**AIM**:
Copy out each line of the items that contains the word "baby".

**Dataset rows**:
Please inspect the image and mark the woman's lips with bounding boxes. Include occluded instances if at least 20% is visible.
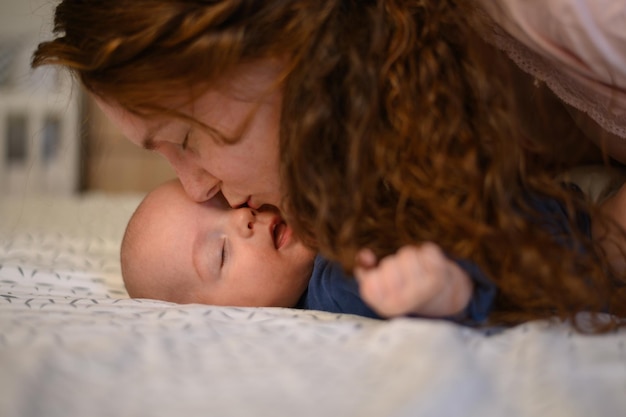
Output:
[270,216,291,250]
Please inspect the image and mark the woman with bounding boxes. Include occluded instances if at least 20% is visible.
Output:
[34,0,626,323]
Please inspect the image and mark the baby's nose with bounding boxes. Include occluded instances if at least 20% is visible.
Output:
[235,207,257,236]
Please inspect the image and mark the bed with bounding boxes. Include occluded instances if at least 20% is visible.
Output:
[0,186,626,417]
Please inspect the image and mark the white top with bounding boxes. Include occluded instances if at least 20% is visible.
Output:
[477,0,626,138]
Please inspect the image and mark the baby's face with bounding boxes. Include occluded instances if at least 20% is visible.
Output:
[123,181,315,307]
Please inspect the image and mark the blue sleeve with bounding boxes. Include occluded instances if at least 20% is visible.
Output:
[296,255,381,319]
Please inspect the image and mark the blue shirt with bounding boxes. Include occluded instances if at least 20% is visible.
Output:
[296,184,591,324]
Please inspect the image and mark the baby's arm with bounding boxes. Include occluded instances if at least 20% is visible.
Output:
[354,243,474,317]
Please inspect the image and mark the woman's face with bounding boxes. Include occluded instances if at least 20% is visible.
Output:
[97,63,282,208]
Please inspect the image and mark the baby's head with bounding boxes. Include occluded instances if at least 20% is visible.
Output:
[121,180,315,307]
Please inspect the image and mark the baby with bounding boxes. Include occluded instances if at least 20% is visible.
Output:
[121,180,486,319]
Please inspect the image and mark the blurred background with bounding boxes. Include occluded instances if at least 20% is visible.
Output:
[0,0,175,195]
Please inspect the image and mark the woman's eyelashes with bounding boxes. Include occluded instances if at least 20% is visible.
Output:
[180,131,191,151]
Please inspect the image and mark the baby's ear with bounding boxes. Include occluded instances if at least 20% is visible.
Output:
[354,248,378,269]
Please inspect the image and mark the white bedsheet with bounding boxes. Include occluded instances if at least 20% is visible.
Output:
[0,195,626,417]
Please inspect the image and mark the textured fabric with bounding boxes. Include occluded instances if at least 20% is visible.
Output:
[0,195,626,417]
[477,0,626,138]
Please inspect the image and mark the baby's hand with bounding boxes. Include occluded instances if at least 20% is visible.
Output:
[354,242,473,317]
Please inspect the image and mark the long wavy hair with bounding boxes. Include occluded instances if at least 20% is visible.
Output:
[33,0,626,331]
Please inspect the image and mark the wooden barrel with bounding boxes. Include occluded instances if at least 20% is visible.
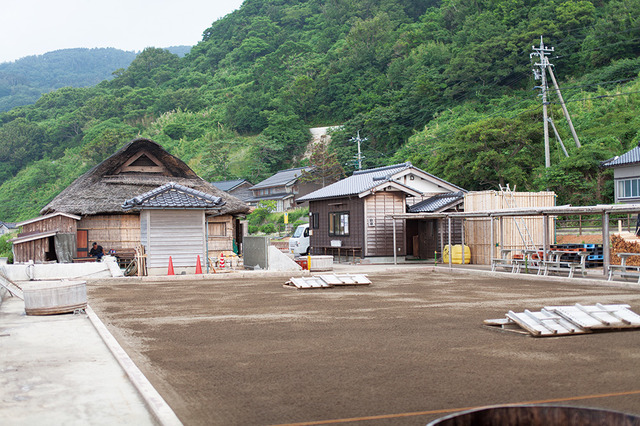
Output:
[427,405,640,426]
[23,281,87,315]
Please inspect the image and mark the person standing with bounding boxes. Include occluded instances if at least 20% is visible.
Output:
[89,243,104,262]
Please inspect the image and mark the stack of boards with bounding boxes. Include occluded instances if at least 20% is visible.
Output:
[484,303,640,337]
[284,274,371,290]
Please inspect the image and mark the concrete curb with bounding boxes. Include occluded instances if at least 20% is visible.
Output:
[86,306,182,426]
[431,266,640,288]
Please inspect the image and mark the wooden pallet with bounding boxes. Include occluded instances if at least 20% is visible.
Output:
[284,274,371,290]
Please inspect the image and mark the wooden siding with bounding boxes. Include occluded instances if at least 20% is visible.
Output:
[464,191,555,265]
[21,215,78,235]
[309,197,364,254]
[146,210,205,268]
[13,237,54,263]
[78,214,140,253]
[406,219,468,259]
[364,191,406,256]
[13,215,78,263]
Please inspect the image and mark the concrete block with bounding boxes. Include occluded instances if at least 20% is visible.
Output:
[269,246,302,271]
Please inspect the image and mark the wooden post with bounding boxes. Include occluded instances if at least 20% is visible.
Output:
[460,218,465,265]
[391,218,398,265]
[542,215,549,260]
[602,213,610,275]
[489,216,497,262]
[578,215,582,235]
[438,218,444,264]
[447,216,453,269]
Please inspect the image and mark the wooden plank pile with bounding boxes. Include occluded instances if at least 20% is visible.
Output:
[284,274,371,290]
[484,303,640,337]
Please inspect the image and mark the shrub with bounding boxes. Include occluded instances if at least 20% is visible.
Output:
[260,223,276,234]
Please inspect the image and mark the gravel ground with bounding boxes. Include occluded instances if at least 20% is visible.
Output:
[88,267,640,425]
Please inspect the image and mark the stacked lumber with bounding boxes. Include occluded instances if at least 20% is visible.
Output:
[609,234,640,266]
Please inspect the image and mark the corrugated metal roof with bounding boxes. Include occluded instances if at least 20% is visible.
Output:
[600,146,640,167]
[409,192,464,213]
[298,163,412,201]
[251,167,313,189]
[211,179,249,192]
[122,182,224,210]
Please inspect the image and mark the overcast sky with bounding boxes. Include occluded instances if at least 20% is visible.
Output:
[0,0,242,62]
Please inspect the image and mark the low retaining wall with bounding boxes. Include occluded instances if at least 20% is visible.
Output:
[3,262,113,281]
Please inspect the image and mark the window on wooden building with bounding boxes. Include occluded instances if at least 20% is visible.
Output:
[209,222,227,237]
[329,212,349,236]
[618,178,640,198]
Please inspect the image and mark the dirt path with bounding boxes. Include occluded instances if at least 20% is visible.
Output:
[88,268,640,425]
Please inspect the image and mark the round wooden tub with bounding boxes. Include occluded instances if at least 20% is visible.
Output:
[23,281,87,315]
[427,405,640,426]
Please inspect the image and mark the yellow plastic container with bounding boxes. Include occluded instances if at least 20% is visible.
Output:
[442,244,471,265]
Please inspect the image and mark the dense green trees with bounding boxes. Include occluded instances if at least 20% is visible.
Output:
[0,0,640,220]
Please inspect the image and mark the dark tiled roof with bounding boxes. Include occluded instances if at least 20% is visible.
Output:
[211,179,251,192]
[245,192,293,203]
[122,182,224,210]
[298,163,412,201]
[600,146,640,167]
[298,162,464,202]
[251,167,313,189]
[409,191,464,213]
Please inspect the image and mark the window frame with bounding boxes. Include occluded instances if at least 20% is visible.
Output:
[329,211,351,237]
[616,177,640,200]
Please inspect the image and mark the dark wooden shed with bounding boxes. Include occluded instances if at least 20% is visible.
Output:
[11,212,81,263]
[298,163,464,257]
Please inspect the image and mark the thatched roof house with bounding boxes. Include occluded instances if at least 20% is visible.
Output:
[40,138,249,216]
[14,138,249,273]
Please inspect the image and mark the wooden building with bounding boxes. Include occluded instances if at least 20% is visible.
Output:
[600,143,640,204]
[246,167,322,212]
[15,138,249,271]
[464,191,556,265]
[298,163,464,257]
[211,179,253,202]
[11,213,81,263]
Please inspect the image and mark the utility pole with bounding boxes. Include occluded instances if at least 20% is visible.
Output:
[549,67,581,148]
[349,130,367,170]
[529,36,554,168]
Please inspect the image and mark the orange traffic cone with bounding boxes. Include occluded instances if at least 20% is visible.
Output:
[167,256,175,275]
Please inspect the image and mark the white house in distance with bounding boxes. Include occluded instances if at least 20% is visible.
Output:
[600,142,640,204]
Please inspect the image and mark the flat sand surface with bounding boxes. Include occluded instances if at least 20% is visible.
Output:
[88,267,640,425]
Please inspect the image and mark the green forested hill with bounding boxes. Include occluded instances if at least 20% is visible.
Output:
[0,0,640,220]
[0,48,136,112]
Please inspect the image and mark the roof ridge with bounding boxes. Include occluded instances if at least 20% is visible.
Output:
[353,161,413,175]
[122,182,225,210]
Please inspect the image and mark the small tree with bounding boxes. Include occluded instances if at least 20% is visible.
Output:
[300,139,344,187]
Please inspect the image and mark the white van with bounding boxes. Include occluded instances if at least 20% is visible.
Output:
[289,223,309,256]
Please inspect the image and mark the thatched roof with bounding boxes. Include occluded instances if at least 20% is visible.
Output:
[40,138,249,216]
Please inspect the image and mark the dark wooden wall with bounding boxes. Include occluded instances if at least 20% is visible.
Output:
[309,197,364,254]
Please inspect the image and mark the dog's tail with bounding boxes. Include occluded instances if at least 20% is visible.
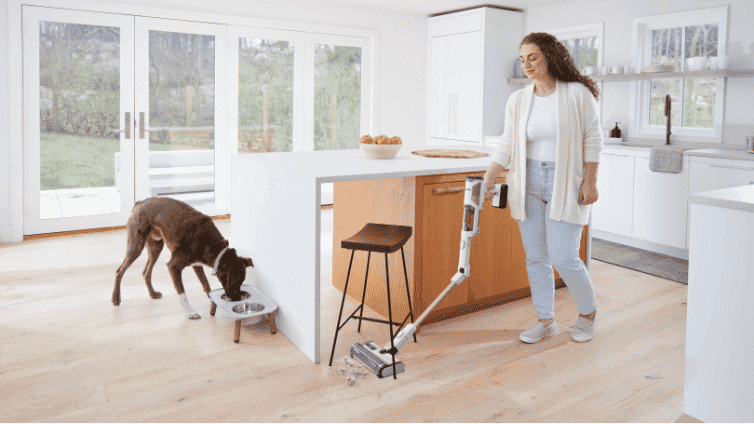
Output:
[131,199,146,212]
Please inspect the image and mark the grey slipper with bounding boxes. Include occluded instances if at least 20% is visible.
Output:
[571,315,597,343]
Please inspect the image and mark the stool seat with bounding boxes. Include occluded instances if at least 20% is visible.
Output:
[340,223,412,253]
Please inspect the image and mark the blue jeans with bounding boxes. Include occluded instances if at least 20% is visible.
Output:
[518,158,597,319]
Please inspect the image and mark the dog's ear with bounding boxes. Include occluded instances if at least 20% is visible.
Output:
[238,256,254,268]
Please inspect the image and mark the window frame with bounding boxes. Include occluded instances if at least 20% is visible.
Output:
[631,6,728,143]
[227,25,376,153]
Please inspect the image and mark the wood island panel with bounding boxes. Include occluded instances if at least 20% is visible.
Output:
[332,172,588,324]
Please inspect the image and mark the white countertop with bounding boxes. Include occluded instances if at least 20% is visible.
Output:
[683,149,754,161]
[602,143,754,161]
[237,146,493,183]
[689,184,754,212]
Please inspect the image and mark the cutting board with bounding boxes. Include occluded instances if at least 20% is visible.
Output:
[411,149,489,159]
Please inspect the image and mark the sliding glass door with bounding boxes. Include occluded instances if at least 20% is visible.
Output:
[23,6,228,235]
[135,18,228,215]
[23,6,134,234]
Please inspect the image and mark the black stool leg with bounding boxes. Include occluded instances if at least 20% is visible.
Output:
[400,246,416,343]
[385,253,398,380]
[356,250,372,333]
[330,250,355,366]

**ANSWER FOR THIS EXERCISE**:
Please inspect the image and mark the baby's nose with bounding boxes. Include occluded instances if at least 20% is visible.
Please inspect the image and mark the baby's face with bounding boxes. Include occluded instances if at least 20% is visible.
Please inspect the image and mark the baby's arm with bounding boxes. Include occluded instances if at least 20% is visible.
Please inspect the image and mark the baby's head with bounding boxes. Include occluded instances if at least 20% is visible.
Please inspect the image and mark the baby with bounding boxes. Include occluded instances if at least 20% is visible.
Please inspect the image and mark the baby's ear with bounding boxes. Include occluded instances if at least 20% is visible.
Please inspect the image and mark the baby's hand with bounding boxes. Include occluded instances if at least 20% is visible.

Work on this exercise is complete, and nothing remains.